● **What to work on**
Format the data below as a JSON list of strings, one string for each line and no entries for blank lines. Cover every line of the data, and leave the pictures out of your answer.

** START Source records **

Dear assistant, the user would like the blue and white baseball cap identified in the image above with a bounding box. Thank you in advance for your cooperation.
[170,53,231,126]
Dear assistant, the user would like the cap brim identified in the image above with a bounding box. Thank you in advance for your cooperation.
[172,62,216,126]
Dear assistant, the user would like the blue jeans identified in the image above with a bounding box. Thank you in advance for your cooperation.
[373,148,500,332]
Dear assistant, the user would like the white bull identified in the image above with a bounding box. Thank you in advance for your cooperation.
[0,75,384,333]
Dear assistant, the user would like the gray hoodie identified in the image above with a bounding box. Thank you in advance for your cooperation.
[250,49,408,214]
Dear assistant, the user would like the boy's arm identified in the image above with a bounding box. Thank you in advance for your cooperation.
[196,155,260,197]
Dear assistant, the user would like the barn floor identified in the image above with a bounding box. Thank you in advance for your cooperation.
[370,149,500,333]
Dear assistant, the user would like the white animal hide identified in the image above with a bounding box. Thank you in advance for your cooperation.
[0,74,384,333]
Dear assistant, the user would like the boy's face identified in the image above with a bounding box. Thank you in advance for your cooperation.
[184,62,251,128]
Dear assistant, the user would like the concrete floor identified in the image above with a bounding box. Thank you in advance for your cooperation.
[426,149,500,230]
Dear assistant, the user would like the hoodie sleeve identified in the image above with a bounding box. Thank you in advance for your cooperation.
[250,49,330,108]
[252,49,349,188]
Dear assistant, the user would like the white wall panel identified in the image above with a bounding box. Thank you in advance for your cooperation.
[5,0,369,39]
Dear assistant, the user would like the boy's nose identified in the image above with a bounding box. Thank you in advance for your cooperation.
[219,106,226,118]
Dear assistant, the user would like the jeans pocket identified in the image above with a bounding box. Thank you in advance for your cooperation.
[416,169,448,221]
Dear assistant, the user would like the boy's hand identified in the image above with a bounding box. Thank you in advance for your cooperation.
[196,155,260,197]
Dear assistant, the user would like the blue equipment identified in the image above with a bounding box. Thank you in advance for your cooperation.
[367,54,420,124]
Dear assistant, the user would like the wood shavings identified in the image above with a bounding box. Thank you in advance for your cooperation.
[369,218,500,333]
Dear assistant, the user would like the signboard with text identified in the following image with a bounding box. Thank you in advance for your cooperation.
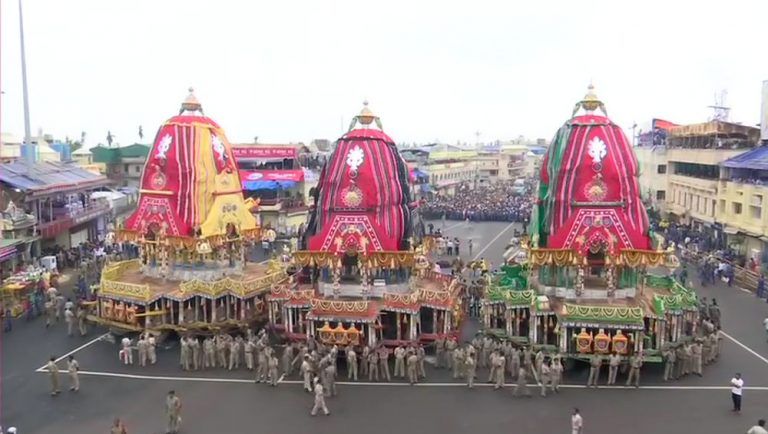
[232,146,296,159]
[240,170,304,182]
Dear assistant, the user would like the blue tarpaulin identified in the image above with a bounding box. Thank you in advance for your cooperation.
[413,169,429,179]
[243,181,296,190]
[720,146,768,170]
[0,160,109,191]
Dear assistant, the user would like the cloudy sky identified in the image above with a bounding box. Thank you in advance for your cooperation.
[0,0,768,146]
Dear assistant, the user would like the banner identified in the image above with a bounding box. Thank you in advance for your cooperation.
[760,80,768,141]
[239,170,304,182]
[232,146,297,159]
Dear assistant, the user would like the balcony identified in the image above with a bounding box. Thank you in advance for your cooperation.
[669,175,718,193]
[667,148,744,166]
[259,198,309,214]
[0,208,37,231]
[38,201,109,238]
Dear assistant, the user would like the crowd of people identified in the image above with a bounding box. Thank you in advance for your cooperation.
[422,182,534,224]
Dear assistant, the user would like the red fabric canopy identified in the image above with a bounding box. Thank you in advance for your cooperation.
[542,115,651,252]
[125,116,239,236]
[307,129,410,252]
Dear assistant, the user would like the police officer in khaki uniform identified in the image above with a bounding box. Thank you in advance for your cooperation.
[300,354,312,393]
[368,351,379,381]
[347,346,357,381]
[464,357,477,389]
[416,344,427,378]
[45,356,61,396]
[395,345,408,378]
[309,377,331,416]
[626,351,643,387]
[491,353,507,390]
[360,345,371,378]
[663,348,677,381]
[445,339,458,370]
[608,351,621,386]
[189,336,202,371]
[378,346,392,381]
[407,353,419,384]
[587,354,603,387]
[323,363,336,396]
[243,339,256,371]
[67,355,80,392]
[691,342,703,377]
[451,348,464,379]
[539,362,552,397]
[267,354,280,387]
[203,337,216,368]
[549,354,563,393]
[136,334,147,367]
[76,307,88,336]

** END Source records **

● **Solution to this task**
[
  "Dear assistant, the user would like the blue and white baseball cap identified in the image above with a bounding box. Thank you in advance for your cooperation.",
  "[170,53,231,126]",
  "Dear assistant, the user would like the cap brim identified in the image above with a bounding box. Thank you in advance for your cooperation.",
  "[172,62,216,126]",
  "Dear assistant, the user would like the blue jeans identified in the image above with a bounding box. Thank you in advance for your cooperation.",
  "[373,148,500,332]",
  "Dear assistant, the user would like the white bull identified in the image above with a bounding box. Thank you in advance for your cooperation.",
  "[0,75,384,333]",
  "Dear assistant, the user would like the gray hoodie identified in the image above with a bounding box. Thank you in advance for your cooperation.",
  "[250,49,408,214]",
  "Dear assistant, the user would like the boy's arm identified in the image above with a bounding box. Thank you in advance for your cooperation.",
  "[196,155,260,197]",
  "Dear assistant, the user would like the barn floor identified in the image above with a bounding box. Thank you in advance for your cooperation.",
  "[370,149,500,333]",
  "Dear assistant, the user would like the white animal hide identified in the image above with a bounding box. Thank you in advance for your cooperation.",
  "[0,74,384,333]",
  "Dear assistant, the user would like the boy's face identified in the image above with a bounding box. Thank you in advance for your cooperation.",
  "[184,62,251,128]",
  "Dear assistant, the user would like the concrete floor identified in the image above with a bounding box. Thank you in advance for your cooperation.",
  "[426,149,500,230]",
  "Dear assistant, the user would like the hoodie sleeve identified in the image above with a bounding box. Thank you in advance for your cooperation.",
  "[250,49,330,108]",
  "[252,49,349,188]",
  "Dear assistant, the user would like the white wall panel identified in the image above with a bounding box. Thank you in advance for your cooperation.",
  "[5,0,369,39]",
  "Dear assistant, the user would like the boy's nose identified in the image above with a bounding box. Thank you in advance for your cooperation.",
  "[219,106,226,118]",
  "Dear assistant, the user would like the jeans pocket identified in the image above with a bounding box. Thank you in advance for your cooperation.",
  "[416,169,448,221]",
  "Dear assistant, the user would like the boy's hand identified in the image above with a bounding box. Thank you in advance for your cooperation.",
  "[196,155,260,197]",
  "Dear assistant, the user would like the blue equipment identified in the image above with a bounding box. Thank you in advance for your cooperation.",
  "[367,54,420,124]",
  "Dear assistant, the user would like the wood shavings identified in the image above with a bounding box. Thank you in advance for your cooperation.",
  "[369,218,500,333]",
  "Dear assistant, the user would like the signboard with text identified in the following image with a bounding box. Thank you in advance for your cooperation.",
  "[232,146,296,159]",
  "[240,170,304,182]",
  "Dear assistant, the user would like the blue tarpaulin identified in the image above with a bounding box. Thank you in advance for your cooperation.",
  "[413,169,429,179]",
  "[243,181,296,190]",
  "[720,146,768,170]",
  "[0,160,109,191]",
  "Dear assistant, the user would like the cloudy sky identified in the image above with a bounding box. Thank you in advance for your cooperation.",
  "[0,0,768,146]",
  "Dear assistant, the user would like the banner identified in the image above with a bounding box. Thank you in advance for your cooperation.",
  "[760,80,768,141]",
  "[239,170,304,182]",
  "[232,146,297,159]",
  "Dear assistant, the user would like the balcony identified in the image above with a bounding box. Thank you in advance for your cooperation.",
  "[669,175,718,193]",
  "[667,148,744,166]",
  "[259,198,309,214]",
  "[0,208,37,231]",
  "[38,201,109,238]",
  "Dear assistant, the user would like the crowd of people identified in the image above with a bounding box. Thank you in advance for your cooperation.",
  "[422,182,534,224]",
  "Dear assistant, the user would like the red fabric canopy identified in the image above with a bounding box. Thank you in advance for your cooperation.",
  "[542,115,651,252]",
  "[125,116,239,236]",
  "[307,129,410,252]",
  "Dear assistant, the user would like the police officer in khaki uniform identified in the image above with a bounding box. Thank you in advance for your cooperation.",
  "[300,354,312,393]",
  "[368,351,379,381]",
  "[347,346,357,381]",
  "[464,357,477,389]",
  "[416,344,427,378]",
  "[45,356,61,396]",
  "[395,345,408,378]",
  "[309,377,331,416]",
  "[626,351,643,387]",
  "[491,353,507,390]",
  "[360,345,371,378]",
  "[663,348,677,381]",
  "[445,339,458,370]",
  "[608,351,621,386]",
  "[189,336,202,371]",
  "[378,346,392,381]",
  "[407,353,419,384]",
  "[587,354,603,387]",
  "[323,363,336,396]",
  "[243,339,256,371]",
  "[67,355,80,392]",
  "[691,342,703,377]",
  "[451,348,464,379]",
  "[539,362,552,397]",
  "[267,354,280,387]",
  "[203,337,216,368]",
  "[549,354,563,393]",
  "[136,334,147,367]",
  "[76,307,88,336]"
]